Document segment:
Would it not seem tone deaf to be knighting ageing rock stars at a time when hundreds of people were still dying every day? Possibly. But the death rate was falling, garden centres and other businesses were to reopen the weekend after he made the announcement; the anti-lockdown lobby was becoming ever more vociferous in its clamour for a return to normality. In the cautiously optimistic mood he was seeking to promote, postponing the honours was counter-narrative.

 If he had to say anything at all about them, this was an ideal opportunity – the very day after the Queen dubbed Captain Tom in a special one-off ceremony – for Johnson to send a “keep calm and carry on” message while explaining that the covid effort would be properly recognised once the virus had been well and truly beaten.

There would have been positives in it. After all, the honours posed no risk of spreading the virus, but they might have spread some good cheer, even if investitures had to be deferred.

Instead he broke the link between the Queen’s official birthday and the honouring of her subjects, betraying – knowingly or otherwise – a level of contempt for them both. He may have thought he was doing the right thing, but if “circumstances” lead you to treat a fixed event in the national calendar as a movable feast when you don’t absolutely have to, it will be easier to move it again when it suits your purposes in the future. That is how traditions are destroyed, institutions brought down.

As with his request to use the Buckingham Palace tennis court and gardens in preference to more conventional facilities, Johnson doesn’t seem to understand that there are some “royal” areas on which it is unwise for a Prime Minister to tread. It smacks of entitlement and looks disrespectful.

Meanwhile, the public health emergency did not stop him thanking his Brexit friends and sending a further 36 people into an overcrowded House of Lords. Will they be “working” peers? Will Beefy actually turn up and do a bit of legislating? Do we want him to? Hammond probably will, but has Ken had enough?

These were officially the dissolution honours – albeit seven months late – but only the Telegraph described them as such. The Times, beneficiary of a leak two weeks in advance of publication, said that Johnson was “marking his anniversary as leader”; the BBC called it “the Prime Minister’s honours”. And everyone just took it as normal. There were raised eyebrows over some of the people he was elevating, but no questions or explanations of Johnson’s power to dole out baubles – or not, as with the Birthday Honours – whenever he fancies.

We’d seen that before, straight after the election, when he sent Zac Goldsmith, twice rejected by the electorate, to the Lords, along with Nicky Morgan, who hadn’t risked standing for the Commons. That prompted accusations that he was using the Lords as “a job centre for his friends”.

And now family, too. The shameless nepotism and cronyism of the latest list, including – just a week after the Russia report – the son of a Russian spy, again demonstrates how Johnson and his cohort are confident that they can do whatever they like, to hell with any backlash. As one tweeter remarked: “They’re gaslighting the whole nation now.”

Records taken from a collection
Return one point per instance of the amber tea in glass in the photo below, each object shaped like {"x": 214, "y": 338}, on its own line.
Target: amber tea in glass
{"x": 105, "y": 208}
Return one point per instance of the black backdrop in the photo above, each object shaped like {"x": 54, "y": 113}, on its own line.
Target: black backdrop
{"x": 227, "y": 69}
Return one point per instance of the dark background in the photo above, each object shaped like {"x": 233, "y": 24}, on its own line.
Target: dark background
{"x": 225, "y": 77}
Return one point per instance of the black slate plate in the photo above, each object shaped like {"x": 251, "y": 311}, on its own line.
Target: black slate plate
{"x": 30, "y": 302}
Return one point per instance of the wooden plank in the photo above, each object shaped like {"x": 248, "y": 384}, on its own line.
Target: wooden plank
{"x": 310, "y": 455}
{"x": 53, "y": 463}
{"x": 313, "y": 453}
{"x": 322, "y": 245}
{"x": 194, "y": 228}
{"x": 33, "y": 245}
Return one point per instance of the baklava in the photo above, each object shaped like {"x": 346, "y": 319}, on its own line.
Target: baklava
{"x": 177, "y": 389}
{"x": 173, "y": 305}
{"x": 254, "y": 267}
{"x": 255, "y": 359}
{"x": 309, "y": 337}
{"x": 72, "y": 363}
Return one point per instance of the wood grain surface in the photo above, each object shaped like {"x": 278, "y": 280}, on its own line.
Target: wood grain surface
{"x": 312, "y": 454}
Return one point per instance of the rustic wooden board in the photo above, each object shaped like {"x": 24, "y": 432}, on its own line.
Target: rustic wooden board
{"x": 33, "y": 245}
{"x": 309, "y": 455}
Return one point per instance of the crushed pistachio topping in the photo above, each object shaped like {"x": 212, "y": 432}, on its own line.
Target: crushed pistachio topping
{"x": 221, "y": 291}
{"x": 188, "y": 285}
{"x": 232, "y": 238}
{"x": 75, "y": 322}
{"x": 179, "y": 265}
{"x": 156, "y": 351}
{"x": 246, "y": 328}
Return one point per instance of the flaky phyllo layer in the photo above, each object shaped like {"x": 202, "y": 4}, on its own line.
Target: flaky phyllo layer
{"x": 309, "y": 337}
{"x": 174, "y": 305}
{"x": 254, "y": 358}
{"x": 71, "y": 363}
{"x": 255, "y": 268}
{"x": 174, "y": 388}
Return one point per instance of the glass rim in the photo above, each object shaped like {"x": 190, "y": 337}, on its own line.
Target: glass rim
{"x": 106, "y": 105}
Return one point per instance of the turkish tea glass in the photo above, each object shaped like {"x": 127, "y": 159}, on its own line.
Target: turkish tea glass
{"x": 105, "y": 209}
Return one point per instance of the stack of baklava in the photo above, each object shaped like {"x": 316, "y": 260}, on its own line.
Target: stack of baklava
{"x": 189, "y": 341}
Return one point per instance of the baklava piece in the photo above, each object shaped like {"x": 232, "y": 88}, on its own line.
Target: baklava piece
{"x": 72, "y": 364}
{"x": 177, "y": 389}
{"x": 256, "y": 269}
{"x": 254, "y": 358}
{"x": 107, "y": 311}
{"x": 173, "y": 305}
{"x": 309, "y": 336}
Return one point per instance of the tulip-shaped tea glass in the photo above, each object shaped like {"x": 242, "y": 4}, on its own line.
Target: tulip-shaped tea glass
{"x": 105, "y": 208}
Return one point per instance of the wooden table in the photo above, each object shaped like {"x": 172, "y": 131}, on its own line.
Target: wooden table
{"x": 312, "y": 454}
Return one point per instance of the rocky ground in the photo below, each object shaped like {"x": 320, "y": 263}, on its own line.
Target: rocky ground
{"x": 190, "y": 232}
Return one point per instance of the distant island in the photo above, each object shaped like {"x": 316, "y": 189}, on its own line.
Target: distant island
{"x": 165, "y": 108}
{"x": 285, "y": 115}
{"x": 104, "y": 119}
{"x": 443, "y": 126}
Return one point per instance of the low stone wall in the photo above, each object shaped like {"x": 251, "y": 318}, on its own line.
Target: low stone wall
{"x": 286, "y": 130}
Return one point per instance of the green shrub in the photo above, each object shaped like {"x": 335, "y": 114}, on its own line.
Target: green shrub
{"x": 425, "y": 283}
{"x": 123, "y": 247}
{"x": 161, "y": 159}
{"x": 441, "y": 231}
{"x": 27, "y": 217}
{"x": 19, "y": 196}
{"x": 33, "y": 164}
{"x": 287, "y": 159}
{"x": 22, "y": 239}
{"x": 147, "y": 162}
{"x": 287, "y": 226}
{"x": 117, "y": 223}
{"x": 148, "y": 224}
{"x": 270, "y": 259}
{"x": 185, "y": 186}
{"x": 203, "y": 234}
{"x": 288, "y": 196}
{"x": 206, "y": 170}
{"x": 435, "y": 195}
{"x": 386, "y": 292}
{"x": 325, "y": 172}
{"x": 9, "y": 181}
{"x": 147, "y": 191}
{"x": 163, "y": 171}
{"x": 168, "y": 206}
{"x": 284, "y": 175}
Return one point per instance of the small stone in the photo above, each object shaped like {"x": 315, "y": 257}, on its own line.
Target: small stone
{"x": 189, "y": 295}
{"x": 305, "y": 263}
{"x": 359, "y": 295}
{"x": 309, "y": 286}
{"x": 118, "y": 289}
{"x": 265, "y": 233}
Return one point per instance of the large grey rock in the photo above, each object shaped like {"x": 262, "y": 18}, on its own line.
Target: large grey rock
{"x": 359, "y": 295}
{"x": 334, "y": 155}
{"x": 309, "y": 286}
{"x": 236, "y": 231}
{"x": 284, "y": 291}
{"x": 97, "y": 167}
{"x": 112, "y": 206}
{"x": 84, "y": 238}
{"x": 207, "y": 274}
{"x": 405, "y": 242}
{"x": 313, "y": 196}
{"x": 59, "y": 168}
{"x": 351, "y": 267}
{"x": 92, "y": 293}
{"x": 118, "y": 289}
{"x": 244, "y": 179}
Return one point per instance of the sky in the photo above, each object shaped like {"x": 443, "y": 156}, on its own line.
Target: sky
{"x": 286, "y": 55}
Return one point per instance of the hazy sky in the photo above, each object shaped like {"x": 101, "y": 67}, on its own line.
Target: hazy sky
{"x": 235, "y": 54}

Problem description:
Retype the passage of the commentary on Johnson's honours that starts at "Instead he broke" and ends at "institutions brought down.".

The completed task:
Instead he broke the link between the Queen’s official birthday and the honouring of her subjects, betraying – knowingly or otherwise – a level of contempt for them both. He may have thought he was doing the right thing, but if “circumstances” lead you to treat a fixed event in the national calendar as a movable feast when you don’t absolutely have to, it will be easier to move it again when it suits your purposes in the future. That is how traditions are destroyed, institutions brought down.